Repeat back every line of the data, exactly.

Dataset entries:

┏━━

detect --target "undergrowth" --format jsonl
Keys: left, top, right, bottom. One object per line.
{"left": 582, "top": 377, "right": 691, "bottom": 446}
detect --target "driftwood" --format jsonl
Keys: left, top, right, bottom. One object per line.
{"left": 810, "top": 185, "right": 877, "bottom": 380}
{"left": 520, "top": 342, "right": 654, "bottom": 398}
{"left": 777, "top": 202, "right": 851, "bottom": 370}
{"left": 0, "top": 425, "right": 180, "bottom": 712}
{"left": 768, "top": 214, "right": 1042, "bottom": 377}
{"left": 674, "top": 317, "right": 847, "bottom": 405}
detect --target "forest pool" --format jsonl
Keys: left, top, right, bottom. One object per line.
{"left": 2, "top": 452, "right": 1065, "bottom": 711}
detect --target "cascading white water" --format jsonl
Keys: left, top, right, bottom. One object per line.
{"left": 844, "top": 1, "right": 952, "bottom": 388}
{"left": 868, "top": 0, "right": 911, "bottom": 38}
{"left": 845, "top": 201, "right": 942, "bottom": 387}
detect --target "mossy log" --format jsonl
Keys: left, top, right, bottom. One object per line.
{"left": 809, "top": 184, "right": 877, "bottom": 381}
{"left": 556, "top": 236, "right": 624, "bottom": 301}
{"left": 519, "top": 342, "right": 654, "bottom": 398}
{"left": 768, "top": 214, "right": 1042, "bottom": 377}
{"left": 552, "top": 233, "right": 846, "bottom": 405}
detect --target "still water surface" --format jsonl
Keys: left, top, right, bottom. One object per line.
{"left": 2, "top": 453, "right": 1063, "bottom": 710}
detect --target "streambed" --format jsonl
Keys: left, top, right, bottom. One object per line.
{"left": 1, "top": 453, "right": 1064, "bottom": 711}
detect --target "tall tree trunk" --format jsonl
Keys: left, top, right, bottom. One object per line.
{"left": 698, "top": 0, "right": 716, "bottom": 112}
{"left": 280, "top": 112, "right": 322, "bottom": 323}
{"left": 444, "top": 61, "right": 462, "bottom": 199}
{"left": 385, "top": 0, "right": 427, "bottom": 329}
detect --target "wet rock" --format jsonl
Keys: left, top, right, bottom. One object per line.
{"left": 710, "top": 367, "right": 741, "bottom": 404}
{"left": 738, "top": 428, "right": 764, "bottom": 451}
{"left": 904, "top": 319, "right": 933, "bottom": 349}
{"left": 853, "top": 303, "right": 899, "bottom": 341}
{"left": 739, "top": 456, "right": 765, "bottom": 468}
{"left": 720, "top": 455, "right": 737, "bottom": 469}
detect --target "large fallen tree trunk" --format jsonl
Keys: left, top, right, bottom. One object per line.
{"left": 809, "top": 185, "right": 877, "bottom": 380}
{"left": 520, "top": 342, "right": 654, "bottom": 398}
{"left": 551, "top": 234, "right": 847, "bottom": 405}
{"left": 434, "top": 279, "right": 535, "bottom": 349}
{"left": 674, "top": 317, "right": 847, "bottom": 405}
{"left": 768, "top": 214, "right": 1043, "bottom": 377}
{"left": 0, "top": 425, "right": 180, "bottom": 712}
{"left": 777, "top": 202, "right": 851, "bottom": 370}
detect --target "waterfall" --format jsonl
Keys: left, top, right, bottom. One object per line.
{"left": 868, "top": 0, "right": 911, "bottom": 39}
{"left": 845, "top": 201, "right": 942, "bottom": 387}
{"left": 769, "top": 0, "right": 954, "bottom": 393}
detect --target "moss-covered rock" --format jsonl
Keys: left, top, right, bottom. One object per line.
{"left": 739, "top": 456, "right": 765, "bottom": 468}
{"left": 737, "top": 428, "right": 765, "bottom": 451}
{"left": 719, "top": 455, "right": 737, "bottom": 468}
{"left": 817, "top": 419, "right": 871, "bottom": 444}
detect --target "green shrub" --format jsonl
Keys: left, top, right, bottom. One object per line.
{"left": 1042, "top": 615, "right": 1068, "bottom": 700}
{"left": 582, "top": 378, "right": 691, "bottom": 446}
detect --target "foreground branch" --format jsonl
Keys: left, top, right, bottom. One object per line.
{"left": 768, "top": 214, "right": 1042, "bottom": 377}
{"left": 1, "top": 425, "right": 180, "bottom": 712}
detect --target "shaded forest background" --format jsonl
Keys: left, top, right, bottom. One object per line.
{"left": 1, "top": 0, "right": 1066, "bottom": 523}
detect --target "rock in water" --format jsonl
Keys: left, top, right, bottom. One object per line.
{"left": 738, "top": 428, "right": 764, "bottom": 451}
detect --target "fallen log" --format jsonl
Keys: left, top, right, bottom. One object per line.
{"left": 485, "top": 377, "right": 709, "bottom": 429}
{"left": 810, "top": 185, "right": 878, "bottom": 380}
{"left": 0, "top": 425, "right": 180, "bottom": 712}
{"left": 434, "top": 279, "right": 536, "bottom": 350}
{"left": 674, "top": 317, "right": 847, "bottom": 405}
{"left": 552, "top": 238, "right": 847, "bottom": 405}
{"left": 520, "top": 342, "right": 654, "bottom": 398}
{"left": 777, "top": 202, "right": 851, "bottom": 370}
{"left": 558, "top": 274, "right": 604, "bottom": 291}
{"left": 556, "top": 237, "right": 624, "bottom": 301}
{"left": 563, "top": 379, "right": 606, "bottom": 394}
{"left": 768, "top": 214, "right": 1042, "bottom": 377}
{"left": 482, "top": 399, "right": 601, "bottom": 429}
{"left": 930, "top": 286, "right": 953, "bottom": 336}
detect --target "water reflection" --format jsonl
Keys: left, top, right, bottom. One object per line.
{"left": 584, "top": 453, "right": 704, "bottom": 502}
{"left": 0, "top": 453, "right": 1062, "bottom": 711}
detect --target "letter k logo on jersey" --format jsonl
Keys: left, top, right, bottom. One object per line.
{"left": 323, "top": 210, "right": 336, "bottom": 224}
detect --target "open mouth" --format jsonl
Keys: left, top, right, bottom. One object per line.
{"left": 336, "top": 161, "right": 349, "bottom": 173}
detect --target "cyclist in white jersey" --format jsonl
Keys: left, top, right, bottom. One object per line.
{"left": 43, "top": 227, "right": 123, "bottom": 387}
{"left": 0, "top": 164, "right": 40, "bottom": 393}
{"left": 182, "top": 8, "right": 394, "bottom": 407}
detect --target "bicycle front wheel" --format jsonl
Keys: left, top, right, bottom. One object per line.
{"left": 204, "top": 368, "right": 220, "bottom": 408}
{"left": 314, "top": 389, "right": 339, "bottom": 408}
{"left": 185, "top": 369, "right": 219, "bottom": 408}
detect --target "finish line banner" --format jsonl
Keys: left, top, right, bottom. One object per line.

┗━━

--- SOLUTION TO THE EXERCISE ---
detect --target "undergrowth" --format jsonl
Keys: left, top, right, bottom. One object per line.
{"left": 582, "top": 377, "right": 691, "bottom": 446}
detect --target "driftwood" --format jsonl
Keys: left, top, right, bottom. One object per line.
{"left": 810, "top": 185, "right": 877, "bottom": 380}
{"left": 520, "top": 342, "right": 654, "bottom": 398}
{"left": 777, "top": 202, "right": 851, "bottom": 370}
{"left": 0, "top": 425, "right": 180, "bottom": 712}
{"left": 768, "top": 214, "right": 1042, "bottom": 377}
{"left": 674, "top": 317, "right": 847, "bottom": 405}
detect --target "forest pool" --format jsonl
Keys: left, top, right, bottom. One object per line.
{"left": 2, "top": 452, "right": 1065, "bottom": 711}
detect --target "cascading white water" --format jsonl
Keys: left, top, right, bottom. One object per line.
{"left": 844, "top": 1, "right": 952, "bottom": 388}
{"left": 868, "top": 0, "right": 911, "bottom": 38}
{"left": 845, "top": 201, "right": 942, "bottom": 387}
detect --target "mossy log" --format jsonl
Keys: left, top, right, bottom. One object per line.
{"left": 809, "top": 184, "right": 877, "bottom": 381}
{"left": 556, "top": 236, "right": 624, "bottom": 301}
{"left": 519, "top": 342, "right": 654, "bottom": 398}
{"left": 768, "top": 214, "right": 1042, "bottom": 377}
{"left": 552, "top": 233, "right": 846, "bottom": 405}
detect --target "still water surface" --format jsonl
Keys: left, top, right, bottom. One object per line.
{"left": 2, "top": 453, "right": 1063, "bottom": 710}
detect --target "streambed" --format jsonl
Keys: left, top, right, bottom. One object per line.
{"left": 1, "top": 453, "right": 1064, "bottom": 711}
detect --target "tall tree trunk" --format jsonl
Keys: left, top, right, bottom. One object per line.
{"left": 698, "top": 0, "right": 716, "bottom": 112}
{"left": 280, "top": 112, "right": 322, "bottom": 323}
{"left": 444, "top": 61, "right": 462, "bottom": 199}
{"left": 385, "top": 0, "right": 427, "bottom": 329}
detect --target "wet rock" --format jsonl
Keys: left, top, right, bottom. One object per line.
{"left": 710, "top": 367, "right": 741, "bottom": 404}
{"left": 738, "top": 428, "right": 764, "bottom": 451}
{"left": 904, "top": 319, "right": 933, "bottom": 349}
{"left": 853, "top": 303, "right": 899, "bottom": 341}
{"left": 739, "top": 456, "right": 765, "bottom": 468}
{"left": 720, "top": 455, "right": 737, "bottom": 469}
detect --target "large fallen tree trunk" --format jsonl
Keys: left, top, right, bottom. One object per line.
{"left": 809, "top": 185, "right": 877, "bottom": 380}
{"left": 520, "top": 342, "right": 654, "bottom": 398}
{"left": 551, "top": 234, "right": 847, "bottom": 405}
{"left": 434, "top": 279, "right": 535, "bottom": 349}
{"left": 674, "top": 317, "right": 847, "bottom": 405}
{"left": 768, "top": 214, "right": 1043, "bottom": 377}
{"left": 0, "top": 425, "right": 180, "bottom": 712}
{"left": 777, "top": 202, "right": 851, "bottom": 370}
detect --target "waterfall" --format jsonl
Keys: left, top, right, bottom. One object per line.
{"left": 868, "top": 0, "right": 911, "bottom": 39}
{"left": 845, "top": 201, "right": 942, "bottom": 387}
{"left": 769, "top": 0, "right": 954, "bottom": 393}
detect --target "moss-covered rock" --format jsonl
Keys: left, top, right, bottom. One object per line.
{"left": 739, "top": 456, "right": 765, "bottom": 468}
{"left": 737, "top": 428, "right": 765, "bottom": 451}
{"left": 719, "top": 455, "right": 737, "bottom": 468}
{"left": 817, "top": 419, "right": 871, "bottom": 444}
detect --target "green shrub" --format jsonl
Keys: left, top, right, bottom. One object per line.
{"left": 1042, "top": 615, "right": 1068, "bottom": 700}
{"left": 582, "top": 378, "right": 691, "bottom": 446}
detect --target "foreground branch" --format jsonl
Keys: left, top, right, bottom. One object per line.
{"left": 768, "top": 214, "right": 1042, "bottom": 377}
{"left": 1, "top": 425, "right": 180, "bottom": 712}
detect --target "shaded forest background" --format jsonl
Keys: left, top, right, bottom. One object per line.
{"left": 1, "top": 0, "right": 1066, "bottom": 523}
detect --target "rock in water" --format jsonl
Keys: left, top, right, bottom. One object per line.
{"left": 738, "top": 428, "right": 764, "bottom": 451}
detect --target "fallen log" --format jsonl
Keys: left, top, right, bottom. One object per line.
{"left": 485, "top": 377, "right": 709, "bottom": 429}
{"left": 810, "top": 185, "right": 878, "bottom": 380}
{"left": 0, "top": 425, "right": 180, "bottom": 712}
{"left": 434, "top": 279, "right": 536, "bottom": 350}
{"left": 674, "top": 317, "right": 847, "bottom": 405}
{"left": 552, "top": 238, "right": 847, "bottom": 405}
{"left": 520, "top": 342, "right": 654, "bottom": 398}
{"left": 777, "top": 202, "right": 851, "bottom": 370}
{"left": 558, "top": 274, "right": 604, "bottom": 291}
{"left": 556, "top": 237, "right": 624, "bottom": 301}
{"left": 563, "top": 379, "right": 606, "bottom": 394}
{"left": 768, "top": 214, "right": 1042, "bottom": 377}
{"left": 482, "top": 399, "right": 601, "bottom": 429}
{"left": 930, "top": 286, "right": 953, "bottom": 336}
detect --target "water reflection" --format jsonl
Keys: left, top, right, bottom. One object per line.
{"left": 584, "top": 453, "right": 704, "bottom": 502}
{"left": 0, "top": 453, "right": 1062, "bottom": 711}
detect --target "letter k logo on jersey" --format jsonl
Keys: left, top, right, bottom. One object per line.
{"left": 323, "top": 210, "right": 336, "bottom": 224}
detect --target "open mouth" --format jsonl
Keys: left, top, right, bottom. One object per line.
{"left": 336, "top": 161, "right": 349, "bottom": 173}
detect --target "cyclist in white jersey" --format jsonl
Keys: left, top, right, bottom. One object per line.
{"left": 43, "top": 227, "right": 123, "bottom": 387}
{"left": 0, "top": 164, "right": 40, "bottom": 393}
{"left": 182, "top": 8, "right": 394, "bottom": 407}
detect --target "bicycle front wheel" --format jsonl
Keys: left, top, right, bottom. One object per line.
{"left": 204, "top": 368, "right": 220, "bottom": 408}
{"left": 314, "top": 389, "right": 339, "bottom": 408}
{"left": 185, "top": 369, "right": 219, "bottom": 408}
detect --target "finish line banner" --format jsonl
Keys: left, top, right, bottom. One object per line.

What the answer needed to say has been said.